Given text:
Thiamine (B1): deficiency causes beri-beri, with heart failure and with peripheral neuropathy. Alcoholics with B1 deficiency may get Wernicke's disease with memory and movement disorders. Pyruvate dehydrogenase requires B1, so lack of B1 increases pyruvate.
Riboflavin (B2): pure deficiency is rare; deficiency leads to cheilosis (cracking of corners of mouth), dermatitis, and tongue abnormalities.
Niacin (B3): deficiency leads to pellagra with diarrhea, dermatitis (in sun-exposed skin) and dementia.
Pyridoxine (B6): deficiency leads to neuropathy. Persons taking the antitubercular drug isoniazid may become B6 deficient.
Biotin: deficiency does not occur
Folic acid: deficiency leads to anemia with large RBCs (macrocytic anemia). Pregnant women with not enough folate have an increased risk for fetuses with neural tube defects.
Cobalamin (B12): deficiency leads to pernicious anemia with large RBCs (macrocytic anemia) and to subacute combined degeneration of the spinal cord with neuropathy
Ascorbic acid (C): deficiency leads to scurvy with capillary fragility and easy bruising, bleeding, anemia, joint pain, and bone pain (and deformity in children).
Retinol (A): deficiency leads to poor function of epithelia (hyperkeratosis, infections), acne, corneal degeneration and scarring (keratomalacia), and night blindness.
Calciferol (D): deficiency in children leads to rickets with bone deformities (can't properly ossify the bone osteoid matrix); in adults the disease osteomalacia resembles osteoporosis (osteoporosis is NOT due to vitamin D or calcium problems).
Alpha-tocopherol (E): deficiency is rare and can lead to anemia and to neurologic problems.
Vitamin K: deficiency leads to bleeding problems because key coagulation factors are not made in the liver when vitamin K is deficient.
Nucleic Acids
Purines are derived from ribose-5-phosphate from the HMP pathway to which are added components of aspartate, glycine, glutamine, and tetrahydrofolate.
Sulfonamide drugs are antimicrobials that competitively inhibit folate synthesis from PABA in micro-organisms (humans are not affected because we do not synthesize folate.

Supplied records:
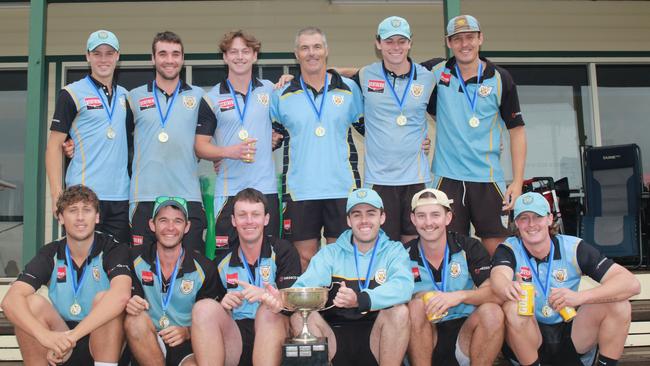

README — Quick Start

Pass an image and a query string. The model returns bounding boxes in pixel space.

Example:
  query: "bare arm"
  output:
[70,275,131,341]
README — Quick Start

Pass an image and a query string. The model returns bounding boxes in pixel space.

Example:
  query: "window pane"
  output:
[0,71,27,277]
[596,65,650,183]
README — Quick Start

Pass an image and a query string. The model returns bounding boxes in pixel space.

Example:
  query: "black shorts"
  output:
[235,319,255,366]
[215,194,280,242]
[502,323,597,366]
[96,200,131,244]
[433,317,467,366]
[64,321,95,366]
[283,198,348,241]
[165,341,193,366]
[372,183,425,241]
[131,202,206,254]
[330,321,378,366]
[434,178,511,238]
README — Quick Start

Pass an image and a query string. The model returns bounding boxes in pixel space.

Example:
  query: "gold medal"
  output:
[70,302,81,316]
[158,131,169,143]
[158,315,169,329]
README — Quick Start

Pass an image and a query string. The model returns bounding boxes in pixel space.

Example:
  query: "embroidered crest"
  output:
[183,95,196,109]
[411,84,424,98]
[181,280,194,295]
[375,268,386,285]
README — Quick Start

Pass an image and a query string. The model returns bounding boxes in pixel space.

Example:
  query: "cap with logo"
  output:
[345,188,384,213]
[411,188,454,211]
[151,196,188,219]
[447,15,481,37]
[377,16,411,39]
[86,29,120,52]
[515,192,551,218]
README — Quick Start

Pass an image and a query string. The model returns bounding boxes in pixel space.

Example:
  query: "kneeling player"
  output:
[2,185,131,365]
[490,192,640,366]
[404,189,504,366]
[187,188,300,365]
[124,197,225,366]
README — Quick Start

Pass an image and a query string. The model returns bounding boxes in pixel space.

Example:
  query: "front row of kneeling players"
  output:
[2,186,640,365]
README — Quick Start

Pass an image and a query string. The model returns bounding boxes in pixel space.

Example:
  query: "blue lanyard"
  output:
[352,235,379,291]
[226,79,253,127]
[65,241,95,300]
[300,72,329,122]
[153,80,181,129]
[381,63,415,111]
[454,60,483,114]
[418,243,449,292]
[519,239,555,299]
[156,248,185,314]
[86,75,117,125]
[239,248,262,287]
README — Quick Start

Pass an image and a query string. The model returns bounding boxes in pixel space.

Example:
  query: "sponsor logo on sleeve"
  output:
[368,80,386,93]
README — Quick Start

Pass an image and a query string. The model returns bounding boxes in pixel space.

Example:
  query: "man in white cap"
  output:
[404,189,504,366]
[490,192,641,366]
[423,15,526,254]
[292,188,413,365]
[45,30,133,243]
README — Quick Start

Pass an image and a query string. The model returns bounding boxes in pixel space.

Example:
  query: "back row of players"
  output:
[46,15,526,269]
[2,185,640,366]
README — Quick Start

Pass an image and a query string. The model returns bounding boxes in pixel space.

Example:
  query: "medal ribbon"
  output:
[86,75,117,126]
[352,235,379,291]
[300,72,329,122]
[226,79,253,128]
[418,243,449,292]
[381,63,415,113]
[239,248,262,287]
[454,60,483,115]
[519,239,555,302]
[153,80,181,130]
[156,248,185,315]
[65,241,95,302]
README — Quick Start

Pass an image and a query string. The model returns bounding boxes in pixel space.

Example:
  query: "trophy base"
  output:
[282,337,329,366]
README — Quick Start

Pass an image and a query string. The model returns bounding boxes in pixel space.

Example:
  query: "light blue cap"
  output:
[515,192,551,218]
[447,15,481,37]
[345,188,384,213]
[377,16,411,39]
[86,29,120,51]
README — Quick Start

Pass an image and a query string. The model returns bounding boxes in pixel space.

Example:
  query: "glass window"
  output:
[502,65,590,189]
[596,65,650,183]
[0,70,27,277]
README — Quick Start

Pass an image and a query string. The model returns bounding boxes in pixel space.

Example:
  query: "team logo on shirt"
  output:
[93,266,99,282]
[553,268,567,282]
[260,266,271,283]
[449,262,462,278]
[411,84,424,98]
[181,280,194,295]
[368,80,386,93]
[219,98,235,112]
[84,97,104,110]
[375,268,386,285]
[141,271,153,286]
[183,95,196,109]
[478,85,492,98]
[439,69,451,86]
[257,93,269,107]
[138,97,156,111]
[56,266,66,283]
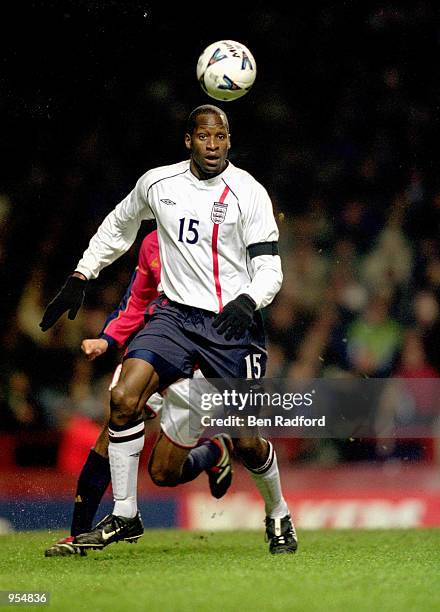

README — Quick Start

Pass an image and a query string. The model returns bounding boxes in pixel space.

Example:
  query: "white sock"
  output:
[246,440,289,518]
[108,420,145,518]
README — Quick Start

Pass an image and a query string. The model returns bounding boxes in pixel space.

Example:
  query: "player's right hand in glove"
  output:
[40,276,87,331]
[212,293,256,340]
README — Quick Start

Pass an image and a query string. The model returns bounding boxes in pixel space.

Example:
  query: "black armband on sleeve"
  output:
[248,242,279,259]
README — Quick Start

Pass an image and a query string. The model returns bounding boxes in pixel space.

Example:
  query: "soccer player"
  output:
[40,105,297,552]
[45,231,234,557]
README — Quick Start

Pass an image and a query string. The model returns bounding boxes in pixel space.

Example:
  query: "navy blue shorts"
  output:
[125,295,267,388]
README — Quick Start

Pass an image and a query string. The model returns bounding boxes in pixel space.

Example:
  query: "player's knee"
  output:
[234,438,266,465]
[148,463,180,487]
[110,385,139,419]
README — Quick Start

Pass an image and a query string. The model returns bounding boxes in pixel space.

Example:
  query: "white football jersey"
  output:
[76,160,282,312]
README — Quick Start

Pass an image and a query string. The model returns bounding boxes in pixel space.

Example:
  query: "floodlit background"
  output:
[0,0,440,531]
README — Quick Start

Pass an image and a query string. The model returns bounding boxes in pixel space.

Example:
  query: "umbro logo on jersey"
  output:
[211,202,228,225]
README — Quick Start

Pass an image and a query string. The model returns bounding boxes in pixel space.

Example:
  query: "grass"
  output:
[0,529,440,612]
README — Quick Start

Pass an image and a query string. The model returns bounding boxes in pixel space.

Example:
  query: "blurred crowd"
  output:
[0,2,440,464]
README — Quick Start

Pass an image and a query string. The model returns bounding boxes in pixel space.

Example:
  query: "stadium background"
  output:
[0,1,440,531]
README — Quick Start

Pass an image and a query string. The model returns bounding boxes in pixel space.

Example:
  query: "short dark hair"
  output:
[186,104,229,134]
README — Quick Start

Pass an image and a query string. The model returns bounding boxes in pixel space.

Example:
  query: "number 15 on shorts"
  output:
[244,353,261,379]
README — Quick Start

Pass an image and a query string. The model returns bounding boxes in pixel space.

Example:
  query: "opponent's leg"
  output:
[76,359,159,548]
[148,432,232,497]
[234,436,298,554]
[44,424,111,557]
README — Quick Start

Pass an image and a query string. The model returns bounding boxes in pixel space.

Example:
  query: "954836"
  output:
[0,591,49,606]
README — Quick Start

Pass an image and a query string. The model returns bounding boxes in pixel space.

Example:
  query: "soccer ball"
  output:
[197,40,257,102]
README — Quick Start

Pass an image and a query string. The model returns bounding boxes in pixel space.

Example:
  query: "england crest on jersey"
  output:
[211,202,228,225]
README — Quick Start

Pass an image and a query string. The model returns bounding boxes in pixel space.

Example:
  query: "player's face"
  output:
[185,113,231,179]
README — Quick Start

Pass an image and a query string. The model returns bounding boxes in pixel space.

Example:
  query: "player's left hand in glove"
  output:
[212,293,256,340]
[40,276,87,331]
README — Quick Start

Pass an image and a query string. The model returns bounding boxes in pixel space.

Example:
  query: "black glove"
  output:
[40,276,87,331]
[212,293,256,340]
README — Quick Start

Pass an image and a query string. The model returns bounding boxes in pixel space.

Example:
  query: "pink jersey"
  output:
[99,230,161,347]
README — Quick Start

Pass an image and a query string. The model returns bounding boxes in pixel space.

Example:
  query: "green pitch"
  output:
[0,529,440,612]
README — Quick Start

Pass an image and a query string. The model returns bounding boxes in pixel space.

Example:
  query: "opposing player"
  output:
[45,231,232,557]
[40,105,297,552]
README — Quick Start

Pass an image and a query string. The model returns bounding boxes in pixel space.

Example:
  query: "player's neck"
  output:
[189,159,229,181]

What this exercise asks:
• a. According to the vitamin notes, which drug can leave people short of B6?
• b. Rewrite part of the vitamin notes with "HMP pathway" swapped for "pentose phosphate pathway". Begin at the words "Vitamin K: deficiency" and stop after "glutamine, and tetrahydrofolate.".

Results of the tasks:
• a. Isoniazid, the antitubercular drug.

• b.
Vitamin K: deficiency leads to bleeding problems because key coagulation factors are not made in the liver when vitamin K is deficient.
Nucleic Acids
Purines are derived from ribose-5-phosphate from the pentose phosphate pathway to which are added components of aspartate, glycine, glutamine, and tetrahydrofolate.